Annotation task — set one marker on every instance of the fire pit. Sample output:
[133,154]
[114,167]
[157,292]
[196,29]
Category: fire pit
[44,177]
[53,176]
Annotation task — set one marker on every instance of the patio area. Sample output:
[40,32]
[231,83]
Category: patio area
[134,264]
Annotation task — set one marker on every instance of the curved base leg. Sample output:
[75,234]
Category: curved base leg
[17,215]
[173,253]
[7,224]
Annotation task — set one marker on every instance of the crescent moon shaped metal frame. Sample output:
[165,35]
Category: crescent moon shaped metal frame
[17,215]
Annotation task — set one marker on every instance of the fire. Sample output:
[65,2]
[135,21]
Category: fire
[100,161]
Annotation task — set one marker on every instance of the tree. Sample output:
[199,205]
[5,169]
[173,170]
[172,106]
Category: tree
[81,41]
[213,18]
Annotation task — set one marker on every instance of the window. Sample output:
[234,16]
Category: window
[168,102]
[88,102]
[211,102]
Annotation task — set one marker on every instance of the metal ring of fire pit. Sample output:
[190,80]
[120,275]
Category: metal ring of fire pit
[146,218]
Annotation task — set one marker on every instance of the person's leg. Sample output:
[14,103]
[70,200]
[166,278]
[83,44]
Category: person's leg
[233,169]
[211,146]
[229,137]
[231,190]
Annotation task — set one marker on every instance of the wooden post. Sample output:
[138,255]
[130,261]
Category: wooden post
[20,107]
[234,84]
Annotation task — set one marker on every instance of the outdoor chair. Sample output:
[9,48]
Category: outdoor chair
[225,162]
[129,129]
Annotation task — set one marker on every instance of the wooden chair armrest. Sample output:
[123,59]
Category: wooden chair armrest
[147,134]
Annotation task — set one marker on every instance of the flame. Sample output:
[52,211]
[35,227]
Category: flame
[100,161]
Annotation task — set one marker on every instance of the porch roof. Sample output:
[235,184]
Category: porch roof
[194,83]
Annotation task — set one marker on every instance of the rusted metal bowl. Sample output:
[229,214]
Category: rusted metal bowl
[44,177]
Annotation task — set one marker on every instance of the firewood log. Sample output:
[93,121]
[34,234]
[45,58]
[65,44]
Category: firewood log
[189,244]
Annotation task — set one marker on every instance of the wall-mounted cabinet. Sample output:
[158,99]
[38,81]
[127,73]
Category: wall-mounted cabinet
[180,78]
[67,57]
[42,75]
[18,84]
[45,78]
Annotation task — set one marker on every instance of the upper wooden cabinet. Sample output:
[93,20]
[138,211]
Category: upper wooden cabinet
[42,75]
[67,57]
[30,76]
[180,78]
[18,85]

**Assignment:**
Retype the entries one by one, exactly.

**Output of the task:**
Annotation task — set one marker on every instance of the fire pit. Sample output:
[133,154]
[114,167]
[157,292]
[196,29]
Category: fire pit
[44,177]
[53,176]
Annotation task — set one marker on every instance of the patio area. Sample output:
[40,32]
[231,83]
Category: patio area
[134,264]
Annotation task — set one marker on every instance of the curved base leg. Sample output:
[75,234]
Category: curved base leg
[17,215]
[173,253]
[7,224]
Annotation task — set one marker on every instance of the crescent moon shaped metal frame. Sample output:
[165,35]
Category: crescent moon shaped metal frame
[17,215]
Annotation task — set one marker on every instance of the fire. Sample output:
[65,2]
[135,21]
Category: fire
[100,161]
Annotation task — set one marker on every instance of the tree. Sample output:
[199,205]
[5,169]
[173,170]
[172,106]
Category: tree
[81,41]
[213,18]
Annotation task — set one marker on every instance of the window. Sample output:
[234,16]
Category: window
[168,102]
[88,102]
[211,102]
Annotation task — set one marker on every instance of the metal ring of fire pit. Sample output:
[190,80]
[120,275]
Category: metal ring of fire pit
[146,218]
Annotation task — set one marker on every instance of the person's leg. Sample output:
[14,103]
[70,200]
[166,278]
[83,44]
Category: person's leg
[233,169]
[211,146]
[229,137]
[231,190]
Annotation task — set one marker on every instance of the wooden post. Sample output:
[138,255]
[130,261]
Category: wooden post
[20,107]
[234,84]
Annotation task — set one marker on every instance of the outdoor chair. Sample output:
[9,48]
Category: outdoor chair
[225,162]
[129,129]
Annotation task — set one marker on every instance of the wooden chair armrest. Sample output:
[123,59]
Category: wooden chair armrest
[147,134]
Annotation task — set one marker on every instance of the flame. Sample output:
[52,211]
[35,227]
Category: flame
[100,161]
Annotation task — set one marker on every instance of the porch roof. Sample output:
[235,184]
Category: porch roof
[194,83]
Annotation task — set one marker on every instance of the rusted metal bowl. Sample output:
[229,214]
Category: rusted metal bowl
[44,177]
Annotation task — set one marker on every instance of the firewood log. Sample output:
[93,121]
[34,234]
[45,58]
[65,44]
Category: firewood log
[189,244]
Annotation task — set one marker on every instance of the wall-mounted cabinet. Sample output:
[158,99]
[38,81]
[127,73]
Category: wall-mounted cabinet
[180,78]
[67,57]
[42,75]
[18,84]
[45,78]
Annotation task — set one marker on every instance of the upper wooden cabinet. Sample output:
[93,20]
[138,211]
Category: upper wooden cabinet
[42,75]
[67,57]
[30,76]
[180,78]
[18,85]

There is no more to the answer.